Dataset records about object locations »
** Begin **
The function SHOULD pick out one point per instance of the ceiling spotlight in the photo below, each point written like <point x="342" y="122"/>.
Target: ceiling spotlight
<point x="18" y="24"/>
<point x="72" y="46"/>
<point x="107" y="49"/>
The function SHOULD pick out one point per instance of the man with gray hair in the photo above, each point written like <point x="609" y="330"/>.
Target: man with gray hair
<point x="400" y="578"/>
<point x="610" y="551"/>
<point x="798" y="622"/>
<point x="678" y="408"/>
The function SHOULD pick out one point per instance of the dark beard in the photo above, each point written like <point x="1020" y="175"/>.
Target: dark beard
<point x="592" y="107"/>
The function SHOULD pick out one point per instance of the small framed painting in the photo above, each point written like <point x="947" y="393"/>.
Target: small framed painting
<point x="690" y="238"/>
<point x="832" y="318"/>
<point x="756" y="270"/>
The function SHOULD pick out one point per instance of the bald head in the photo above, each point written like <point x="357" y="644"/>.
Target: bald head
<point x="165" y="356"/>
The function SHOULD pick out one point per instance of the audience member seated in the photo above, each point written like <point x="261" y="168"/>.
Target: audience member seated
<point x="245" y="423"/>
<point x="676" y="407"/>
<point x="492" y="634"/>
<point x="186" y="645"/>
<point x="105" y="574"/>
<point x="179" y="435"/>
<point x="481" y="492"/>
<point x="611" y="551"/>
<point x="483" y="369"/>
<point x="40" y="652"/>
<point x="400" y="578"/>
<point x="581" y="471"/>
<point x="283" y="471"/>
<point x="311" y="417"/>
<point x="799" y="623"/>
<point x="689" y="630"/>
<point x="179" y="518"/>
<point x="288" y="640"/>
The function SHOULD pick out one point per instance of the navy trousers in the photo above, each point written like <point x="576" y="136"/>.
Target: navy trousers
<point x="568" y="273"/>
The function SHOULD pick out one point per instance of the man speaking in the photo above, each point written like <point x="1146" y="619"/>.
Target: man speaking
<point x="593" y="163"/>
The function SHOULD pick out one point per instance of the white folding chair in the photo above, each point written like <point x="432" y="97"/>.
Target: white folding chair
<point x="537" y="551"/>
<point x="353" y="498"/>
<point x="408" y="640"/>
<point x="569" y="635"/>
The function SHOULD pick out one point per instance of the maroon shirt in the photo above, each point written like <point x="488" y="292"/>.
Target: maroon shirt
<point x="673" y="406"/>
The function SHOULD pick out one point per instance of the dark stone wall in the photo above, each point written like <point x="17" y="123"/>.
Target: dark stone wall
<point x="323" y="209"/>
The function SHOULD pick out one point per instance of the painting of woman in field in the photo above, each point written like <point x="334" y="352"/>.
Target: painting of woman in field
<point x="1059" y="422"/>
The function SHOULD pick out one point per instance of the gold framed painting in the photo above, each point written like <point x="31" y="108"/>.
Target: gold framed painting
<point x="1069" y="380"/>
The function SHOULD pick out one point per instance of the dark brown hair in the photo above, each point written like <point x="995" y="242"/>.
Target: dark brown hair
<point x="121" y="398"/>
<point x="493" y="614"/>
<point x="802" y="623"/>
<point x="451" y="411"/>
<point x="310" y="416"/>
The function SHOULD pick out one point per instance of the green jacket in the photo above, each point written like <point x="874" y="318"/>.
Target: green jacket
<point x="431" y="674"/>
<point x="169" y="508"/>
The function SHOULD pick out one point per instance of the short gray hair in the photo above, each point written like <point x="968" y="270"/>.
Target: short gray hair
** End **
What is needed » Please set down the whole listing above without altering a single line.

Expected answer »
The function SHOULD pick out one point per instance of the ceiling spotlight in the photo below, each point written like <point x="342" y="122"/>.
Target: ceiling spotlight
<point x="18" y="24"/>
<point x="72" y="46"/>
<point x="107" y="49"/>
The function SHOULD pick out one point per instance of the man with gray hair in the photo above, each point written like <point x="609" y="330"/>.
Target: man with gray hair
<point x="400" y="578"/>
<point x="610" y="551"/>
<point x="798" y="622"/>
<point x="678" y="408"/>
The function SHOULD pick out one point per instance of the dark beard in the photo above, each point written like <point x="1020" y="175"/>.
Target: dark beard
<point x="592" y="107"/>
The function SHOULD pick out one point per instance of the small framed painting in the photo above, each point written like <point x="947" y="393"/>.
Target: small framed painting
<point x="690" y="238"/>
<point x="832" y="318"/>
<point x="756" y="270"/>
The function SHOULD pick out one point per instance of the bald head in the photo above, each point written like <point x="357" y="644"/>.
Target: bald head
<point x="165" y="356"/>
The function SHOULD pick out one point per instance of the audience member seated in the photo above, each point written like <point x="261" y="168"/>.
Target: audience member seated
<point x="245" y="423"/>
<point x="676" y="407"/>
<point x="492" y="634"/>
<point x="186" y="645"/>
<point x="105" y="574"/>
<point x="179" y="435"/>
<point x="481" y="492"/>
<point x="611" y="551"/>
<point x="483" y="369"/>
<point x="40" y="652"/>
<point x="400" y="578"/>
<point x="581" y="471"/>
<point x="283" y="471"/>
<point x="311" y="417"/>
<point x="799" y="623"/>
<point x="689" y="630"/>
<point x="179" y="518"/>
<point x="288" y="640"/>
The function SHOULD pick out one point per instance of the navy trousers in the photo above, each point written like <point x="576" y="136"/>.
Target: navy trousers
<point x="568" y="273"/>
The function SHOULD pick out one point per instance of the man speaking in the photo above, each point written like <point x="1146" y="619"/>.
Target: man speaking
<point x="593" y="163"/>
The function SHOULD pick out one point per instance of the white folding chair in the photo above, each point written like <point x="432" y="97"/>.
Target: white folding chair
<point x="537" y="551"/>
<point x="353" y="498"/>
<point x="408" y="640"/>
<point x="569" y="635"/>
The function SHOULD pick out one point per instance of the maroon shirt in the photo above, each point written like <point x="488" y="292"/>.
Target: maroon shirt
<point x="673" y="406"/>
The function SHOULD pick out one point per instance of the dark stone wall in the photo above, each point written like <point x="17" y="123"/>.
Target: dark stone wall
<point x="323" y="209"/>
The function SHOULD pick out one point per instance of the painting of woman in field in the photo above, each point written like <point x="334" y="352"/>.
Target: painting of woman in field
<point x="1059" y="422"/>
The function SHOULD pick out one point per instance of the gold framed painting in the photo above, each point written like <point x="31" y="108"/>.
Target: gold framed painting
<point x="1069" y="380"/>
The function SHOULD pick out one point per instance of the dark brown hair in the photo above, each point written like <point x="995" y="242"/>.
Target: dark brown hair
<point x="121" y="398"/>
<point x="493" y="614"/>
<point x="802" y="623"/>
<point x="451" y="411"/>
<point x="310" y="416"/>
The function SHOULD pick out one point per instance of the green jacket in the photo above, each point written like <point x="874" y="318"/>.
Target: green jacket
<point x="431" y="674"/>
<point x="169" y="508"/>
The function SHOULD pick out one point per instance of the short gray hair in the photo above, each point written like <point x="968" y="270"/>.
Target: short gray hair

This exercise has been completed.